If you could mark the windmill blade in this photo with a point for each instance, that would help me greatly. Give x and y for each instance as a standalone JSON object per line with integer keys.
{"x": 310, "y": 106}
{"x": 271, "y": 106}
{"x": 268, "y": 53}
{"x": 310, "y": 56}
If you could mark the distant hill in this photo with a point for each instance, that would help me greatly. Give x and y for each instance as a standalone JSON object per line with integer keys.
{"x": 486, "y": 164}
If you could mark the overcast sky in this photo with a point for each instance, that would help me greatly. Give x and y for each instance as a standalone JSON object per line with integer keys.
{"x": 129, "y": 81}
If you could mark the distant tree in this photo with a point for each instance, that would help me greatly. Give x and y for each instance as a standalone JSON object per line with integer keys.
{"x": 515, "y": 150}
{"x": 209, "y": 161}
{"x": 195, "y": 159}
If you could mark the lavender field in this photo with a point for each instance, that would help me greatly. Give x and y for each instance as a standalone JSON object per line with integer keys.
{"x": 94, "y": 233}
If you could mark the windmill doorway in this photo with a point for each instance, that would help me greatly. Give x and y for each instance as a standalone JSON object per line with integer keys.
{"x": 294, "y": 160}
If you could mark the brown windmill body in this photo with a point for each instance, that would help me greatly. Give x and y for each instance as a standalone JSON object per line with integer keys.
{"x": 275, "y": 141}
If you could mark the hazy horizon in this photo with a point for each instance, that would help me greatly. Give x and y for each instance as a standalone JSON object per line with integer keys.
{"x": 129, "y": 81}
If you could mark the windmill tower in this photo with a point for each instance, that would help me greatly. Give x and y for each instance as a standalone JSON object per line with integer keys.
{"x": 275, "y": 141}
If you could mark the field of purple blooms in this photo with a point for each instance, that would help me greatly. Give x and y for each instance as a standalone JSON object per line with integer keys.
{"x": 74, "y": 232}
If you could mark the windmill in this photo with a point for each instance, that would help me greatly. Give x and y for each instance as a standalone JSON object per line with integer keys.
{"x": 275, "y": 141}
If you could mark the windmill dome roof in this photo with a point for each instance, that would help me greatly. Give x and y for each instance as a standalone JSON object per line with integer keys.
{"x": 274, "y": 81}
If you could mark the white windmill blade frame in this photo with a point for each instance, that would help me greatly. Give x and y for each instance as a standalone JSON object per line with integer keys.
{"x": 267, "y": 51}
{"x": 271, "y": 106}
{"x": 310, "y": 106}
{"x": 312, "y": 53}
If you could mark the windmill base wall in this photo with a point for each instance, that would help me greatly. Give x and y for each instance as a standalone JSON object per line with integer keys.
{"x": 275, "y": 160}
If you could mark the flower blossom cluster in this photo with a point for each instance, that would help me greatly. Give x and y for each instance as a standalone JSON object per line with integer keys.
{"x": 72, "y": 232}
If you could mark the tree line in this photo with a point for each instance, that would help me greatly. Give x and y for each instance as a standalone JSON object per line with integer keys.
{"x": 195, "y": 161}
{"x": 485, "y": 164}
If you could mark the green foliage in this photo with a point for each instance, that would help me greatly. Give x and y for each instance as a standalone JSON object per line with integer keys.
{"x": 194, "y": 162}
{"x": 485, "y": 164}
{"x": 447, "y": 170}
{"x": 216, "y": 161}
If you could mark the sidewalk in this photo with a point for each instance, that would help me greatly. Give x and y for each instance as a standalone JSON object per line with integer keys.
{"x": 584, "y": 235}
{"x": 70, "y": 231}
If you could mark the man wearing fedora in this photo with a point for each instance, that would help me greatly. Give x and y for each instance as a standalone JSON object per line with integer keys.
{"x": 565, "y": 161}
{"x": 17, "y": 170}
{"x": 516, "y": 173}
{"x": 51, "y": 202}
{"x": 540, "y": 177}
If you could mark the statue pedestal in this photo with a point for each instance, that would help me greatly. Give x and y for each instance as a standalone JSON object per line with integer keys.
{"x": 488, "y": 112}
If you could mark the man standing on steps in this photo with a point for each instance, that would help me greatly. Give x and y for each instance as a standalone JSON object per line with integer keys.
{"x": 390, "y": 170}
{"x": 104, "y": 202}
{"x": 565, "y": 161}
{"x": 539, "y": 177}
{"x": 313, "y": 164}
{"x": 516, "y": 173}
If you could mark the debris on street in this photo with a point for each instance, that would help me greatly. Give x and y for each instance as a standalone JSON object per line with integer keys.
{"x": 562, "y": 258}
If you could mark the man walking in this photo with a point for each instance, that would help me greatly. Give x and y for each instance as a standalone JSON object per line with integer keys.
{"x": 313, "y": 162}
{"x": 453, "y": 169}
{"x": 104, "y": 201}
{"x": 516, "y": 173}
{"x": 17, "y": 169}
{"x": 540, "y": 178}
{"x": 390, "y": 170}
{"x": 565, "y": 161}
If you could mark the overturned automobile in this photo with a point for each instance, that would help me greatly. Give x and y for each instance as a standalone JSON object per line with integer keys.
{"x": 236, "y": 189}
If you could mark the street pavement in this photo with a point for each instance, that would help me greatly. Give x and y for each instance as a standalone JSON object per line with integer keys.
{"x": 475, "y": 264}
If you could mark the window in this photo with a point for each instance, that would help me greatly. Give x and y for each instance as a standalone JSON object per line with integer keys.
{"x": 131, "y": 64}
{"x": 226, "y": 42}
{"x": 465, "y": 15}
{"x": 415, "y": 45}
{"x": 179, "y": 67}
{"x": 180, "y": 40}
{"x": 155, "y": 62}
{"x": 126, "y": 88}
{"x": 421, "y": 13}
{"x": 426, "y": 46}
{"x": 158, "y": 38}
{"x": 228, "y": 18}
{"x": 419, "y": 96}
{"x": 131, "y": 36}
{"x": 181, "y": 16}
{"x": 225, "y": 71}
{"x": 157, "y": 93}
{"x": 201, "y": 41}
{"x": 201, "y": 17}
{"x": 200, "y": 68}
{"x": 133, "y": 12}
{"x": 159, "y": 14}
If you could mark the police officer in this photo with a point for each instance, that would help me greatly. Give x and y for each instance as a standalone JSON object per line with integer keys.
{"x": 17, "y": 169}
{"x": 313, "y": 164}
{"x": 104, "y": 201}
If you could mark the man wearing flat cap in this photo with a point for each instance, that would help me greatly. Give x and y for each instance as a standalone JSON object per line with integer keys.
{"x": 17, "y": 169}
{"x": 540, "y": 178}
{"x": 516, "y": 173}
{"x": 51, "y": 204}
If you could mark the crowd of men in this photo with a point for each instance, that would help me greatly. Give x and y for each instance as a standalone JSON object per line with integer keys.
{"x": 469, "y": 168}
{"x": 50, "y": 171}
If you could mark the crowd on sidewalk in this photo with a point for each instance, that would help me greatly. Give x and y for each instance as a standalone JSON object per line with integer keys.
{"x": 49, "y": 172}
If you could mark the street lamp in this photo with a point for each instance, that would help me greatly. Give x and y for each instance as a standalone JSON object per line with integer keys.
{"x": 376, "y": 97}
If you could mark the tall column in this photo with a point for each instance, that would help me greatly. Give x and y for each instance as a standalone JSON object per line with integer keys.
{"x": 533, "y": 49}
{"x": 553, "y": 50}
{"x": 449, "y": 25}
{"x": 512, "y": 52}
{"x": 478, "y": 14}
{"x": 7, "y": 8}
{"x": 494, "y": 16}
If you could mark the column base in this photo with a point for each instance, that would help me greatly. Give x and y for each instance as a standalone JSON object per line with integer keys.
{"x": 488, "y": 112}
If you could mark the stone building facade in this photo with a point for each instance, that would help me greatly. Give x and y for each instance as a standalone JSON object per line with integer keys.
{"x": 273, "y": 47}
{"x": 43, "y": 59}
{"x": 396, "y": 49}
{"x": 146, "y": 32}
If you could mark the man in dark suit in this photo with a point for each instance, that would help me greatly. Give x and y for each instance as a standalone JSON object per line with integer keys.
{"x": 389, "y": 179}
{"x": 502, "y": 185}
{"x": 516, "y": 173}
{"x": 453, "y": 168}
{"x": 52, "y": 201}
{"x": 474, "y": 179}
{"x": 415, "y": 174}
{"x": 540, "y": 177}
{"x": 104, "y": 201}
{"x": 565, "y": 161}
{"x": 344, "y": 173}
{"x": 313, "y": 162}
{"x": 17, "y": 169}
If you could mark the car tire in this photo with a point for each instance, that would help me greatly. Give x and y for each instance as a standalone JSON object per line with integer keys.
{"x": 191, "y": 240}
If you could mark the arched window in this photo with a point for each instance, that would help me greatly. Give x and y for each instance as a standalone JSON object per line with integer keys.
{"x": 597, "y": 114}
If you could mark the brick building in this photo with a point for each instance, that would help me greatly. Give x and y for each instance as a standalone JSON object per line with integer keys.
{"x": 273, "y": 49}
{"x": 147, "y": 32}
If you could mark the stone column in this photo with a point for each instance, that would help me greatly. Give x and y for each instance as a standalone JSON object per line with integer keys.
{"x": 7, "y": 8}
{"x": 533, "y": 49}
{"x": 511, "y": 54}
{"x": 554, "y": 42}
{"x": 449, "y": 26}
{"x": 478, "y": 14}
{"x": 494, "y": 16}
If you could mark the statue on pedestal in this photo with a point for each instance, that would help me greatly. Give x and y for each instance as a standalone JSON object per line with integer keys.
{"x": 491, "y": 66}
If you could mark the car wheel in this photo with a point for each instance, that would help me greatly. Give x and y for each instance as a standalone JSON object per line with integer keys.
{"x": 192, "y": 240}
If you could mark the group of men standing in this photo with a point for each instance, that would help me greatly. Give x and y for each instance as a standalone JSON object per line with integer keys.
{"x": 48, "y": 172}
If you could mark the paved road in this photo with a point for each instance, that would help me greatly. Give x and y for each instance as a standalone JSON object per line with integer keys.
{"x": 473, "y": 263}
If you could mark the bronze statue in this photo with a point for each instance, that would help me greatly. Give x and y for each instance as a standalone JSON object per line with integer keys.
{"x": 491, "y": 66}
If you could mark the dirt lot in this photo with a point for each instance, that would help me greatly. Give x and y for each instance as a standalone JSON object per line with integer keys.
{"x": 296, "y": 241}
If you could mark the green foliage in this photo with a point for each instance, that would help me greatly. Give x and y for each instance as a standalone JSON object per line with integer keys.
# # # # # # #
■ **Problem to solve**
Starting with the line that contains "If you could mark the group", print each line through the last one in the listing. Include both end lines and add nothing.

■ **Response to the exercise**
If you could mark the group of men standing in this photo with a point for each instance, that would help me greatly. Give x and y for each instance as a standalone JSON object per line with integer keys.
{"x": 48, "y": 172}
If you could mark the paved road in this photo with a point for each instance, that would help me greatly. Give x and y for each instance as a standalone JSON object per line with integer keys.
{"x": 473, "y": 263}
If you could mark the bronze statue in this photo with a point for each instance, that would help me greatly. Give x and y for each instance as a standalone JSON object per line with integer keys.
{"x": 491, "y": 66}
If you could mark the dirt lot in this photo with a point for each instance, that would help me greatly. Give x and y for each instance as a standalone JSON object per line with integer keys.
{"x": 296, "y": 241}
If you could mark the green foliage in this photo with a point for each instance, that would help me greatly. Give x and y for each instance as a standalone JSON object per line with integer keys.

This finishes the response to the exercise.